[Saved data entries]
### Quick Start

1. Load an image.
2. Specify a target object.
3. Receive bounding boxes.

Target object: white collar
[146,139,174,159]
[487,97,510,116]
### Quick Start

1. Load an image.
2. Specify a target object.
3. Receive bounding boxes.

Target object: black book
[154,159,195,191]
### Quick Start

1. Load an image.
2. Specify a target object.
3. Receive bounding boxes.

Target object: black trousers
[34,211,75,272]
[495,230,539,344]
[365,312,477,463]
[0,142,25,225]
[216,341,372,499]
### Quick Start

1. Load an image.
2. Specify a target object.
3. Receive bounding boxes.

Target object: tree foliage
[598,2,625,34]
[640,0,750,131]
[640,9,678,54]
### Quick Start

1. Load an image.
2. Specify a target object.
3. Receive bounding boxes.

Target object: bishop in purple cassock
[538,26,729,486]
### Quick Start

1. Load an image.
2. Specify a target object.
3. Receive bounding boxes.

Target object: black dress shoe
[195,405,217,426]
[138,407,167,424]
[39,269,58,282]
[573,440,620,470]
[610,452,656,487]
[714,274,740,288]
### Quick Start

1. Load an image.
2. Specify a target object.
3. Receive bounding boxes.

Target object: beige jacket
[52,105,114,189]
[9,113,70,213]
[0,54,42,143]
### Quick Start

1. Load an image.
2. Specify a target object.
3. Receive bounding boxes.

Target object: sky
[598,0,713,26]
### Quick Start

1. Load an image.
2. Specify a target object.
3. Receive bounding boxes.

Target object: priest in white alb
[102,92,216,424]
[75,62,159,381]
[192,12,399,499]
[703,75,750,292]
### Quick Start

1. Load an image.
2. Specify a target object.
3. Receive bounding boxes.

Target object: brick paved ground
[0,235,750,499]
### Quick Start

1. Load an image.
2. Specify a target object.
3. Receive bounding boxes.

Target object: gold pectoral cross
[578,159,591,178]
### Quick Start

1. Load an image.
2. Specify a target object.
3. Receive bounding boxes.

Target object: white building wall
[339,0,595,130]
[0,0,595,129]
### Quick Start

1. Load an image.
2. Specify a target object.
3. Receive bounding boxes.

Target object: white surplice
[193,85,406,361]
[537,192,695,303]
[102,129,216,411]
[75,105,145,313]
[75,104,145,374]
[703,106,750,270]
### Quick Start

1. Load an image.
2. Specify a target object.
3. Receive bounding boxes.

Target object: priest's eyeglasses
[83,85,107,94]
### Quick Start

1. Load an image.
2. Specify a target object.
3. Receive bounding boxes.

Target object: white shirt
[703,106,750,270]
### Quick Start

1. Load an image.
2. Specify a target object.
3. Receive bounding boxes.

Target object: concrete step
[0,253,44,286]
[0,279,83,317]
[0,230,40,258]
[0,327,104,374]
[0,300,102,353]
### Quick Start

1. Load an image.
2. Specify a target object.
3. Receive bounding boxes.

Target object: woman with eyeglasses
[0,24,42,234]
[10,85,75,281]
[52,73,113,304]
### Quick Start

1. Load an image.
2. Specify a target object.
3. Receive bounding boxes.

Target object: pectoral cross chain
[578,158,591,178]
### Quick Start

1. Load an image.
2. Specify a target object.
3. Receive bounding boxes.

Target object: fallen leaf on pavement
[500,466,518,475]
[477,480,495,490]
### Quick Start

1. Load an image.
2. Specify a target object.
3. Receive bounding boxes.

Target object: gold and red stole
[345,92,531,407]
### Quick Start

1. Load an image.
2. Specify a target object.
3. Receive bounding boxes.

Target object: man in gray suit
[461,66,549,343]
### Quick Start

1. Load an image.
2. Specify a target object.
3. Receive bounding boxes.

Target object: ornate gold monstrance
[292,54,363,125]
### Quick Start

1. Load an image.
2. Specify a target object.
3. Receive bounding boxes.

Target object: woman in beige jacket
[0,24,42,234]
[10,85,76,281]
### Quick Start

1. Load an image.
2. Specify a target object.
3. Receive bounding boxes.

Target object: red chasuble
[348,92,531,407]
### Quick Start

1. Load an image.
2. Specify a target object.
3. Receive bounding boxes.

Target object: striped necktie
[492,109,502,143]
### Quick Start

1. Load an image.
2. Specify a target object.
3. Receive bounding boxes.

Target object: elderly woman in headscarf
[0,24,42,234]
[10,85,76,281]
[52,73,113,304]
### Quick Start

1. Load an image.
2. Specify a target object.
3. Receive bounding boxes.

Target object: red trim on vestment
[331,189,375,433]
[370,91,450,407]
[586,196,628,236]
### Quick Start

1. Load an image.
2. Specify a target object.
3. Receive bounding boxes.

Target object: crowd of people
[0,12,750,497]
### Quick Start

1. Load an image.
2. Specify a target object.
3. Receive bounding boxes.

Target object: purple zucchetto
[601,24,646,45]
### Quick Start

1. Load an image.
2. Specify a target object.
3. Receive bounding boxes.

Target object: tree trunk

---

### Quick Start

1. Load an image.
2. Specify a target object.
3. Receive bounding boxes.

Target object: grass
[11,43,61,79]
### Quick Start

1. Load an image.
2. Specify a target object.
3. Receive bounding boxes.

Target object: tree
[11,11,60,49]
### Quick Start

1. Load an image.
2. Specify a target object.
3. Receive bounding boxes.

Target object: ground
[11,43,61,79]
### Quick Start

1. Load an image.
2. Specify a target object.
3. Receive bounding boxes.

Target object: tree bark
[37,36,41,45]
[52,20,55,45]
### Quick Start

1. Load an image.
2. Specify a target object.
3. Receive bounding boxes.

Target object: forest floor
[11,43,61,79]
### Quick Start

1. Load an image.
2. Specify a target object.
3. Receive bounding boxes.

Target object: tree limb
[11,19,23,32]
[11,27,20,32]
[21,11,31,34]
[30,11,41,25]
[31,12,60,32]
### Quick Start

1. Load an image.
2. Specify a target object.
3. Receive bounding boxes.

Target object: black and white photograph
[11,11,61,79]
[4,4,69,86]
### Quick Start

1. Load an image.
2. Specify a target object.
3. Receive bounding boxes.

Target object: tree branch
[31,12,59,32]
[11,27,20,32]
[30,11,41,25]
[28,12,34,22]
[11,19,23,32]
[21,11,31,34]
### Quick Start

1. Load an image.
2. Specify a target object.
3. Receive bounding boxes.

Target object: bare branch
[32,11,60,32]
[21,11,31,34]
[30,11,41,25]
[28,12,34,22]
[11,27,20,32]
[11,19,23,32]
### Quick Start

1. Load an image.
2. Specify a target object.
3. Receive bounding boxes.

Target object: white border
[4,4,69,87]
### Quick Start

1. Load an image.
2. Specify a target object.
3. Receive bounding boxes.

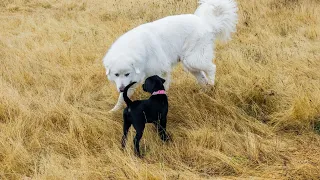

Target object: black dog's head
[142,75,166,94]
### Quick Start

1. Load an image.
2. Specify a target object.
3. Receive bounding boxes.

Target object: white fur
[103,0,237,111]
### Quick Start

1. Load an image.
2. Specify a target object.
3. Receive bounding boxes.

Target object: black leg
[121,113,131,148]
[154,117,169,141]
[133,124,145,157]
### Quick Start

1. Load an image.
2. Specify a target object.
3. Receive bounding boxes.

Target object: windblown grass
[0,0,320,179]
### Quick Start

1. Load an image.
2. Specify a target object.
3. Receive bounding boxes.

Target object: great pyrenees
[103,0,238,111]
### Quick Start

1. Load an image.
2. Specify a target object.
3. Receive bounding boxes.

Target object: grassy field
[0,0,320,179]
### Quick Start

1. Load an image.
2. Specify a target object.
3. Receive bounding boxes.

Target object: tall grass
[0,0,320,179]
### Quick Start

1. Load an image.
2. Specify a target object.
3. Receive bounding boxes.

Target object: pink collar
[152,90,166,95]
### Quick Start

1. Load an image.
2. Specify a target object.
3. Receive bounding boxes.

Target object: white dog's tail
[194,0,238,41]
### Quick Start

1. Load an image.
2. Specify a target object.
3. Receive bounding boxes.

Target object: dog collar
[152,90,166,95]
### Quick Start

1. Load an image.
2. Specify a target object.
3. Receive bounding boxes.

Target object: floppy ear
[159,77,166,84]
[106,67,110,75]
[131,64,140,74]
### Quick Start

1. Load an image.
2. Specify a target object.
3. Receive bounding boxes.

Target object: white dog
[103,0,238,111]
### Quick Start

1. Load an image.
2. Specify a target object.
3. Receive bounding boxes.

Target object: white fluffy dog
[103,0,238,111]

- **WRITTEN REQUEST**:
Count the lines in the rows above that contain the string "cross", treating case as significant, and give only the number.

- **RESULT OF THE TASK**:
2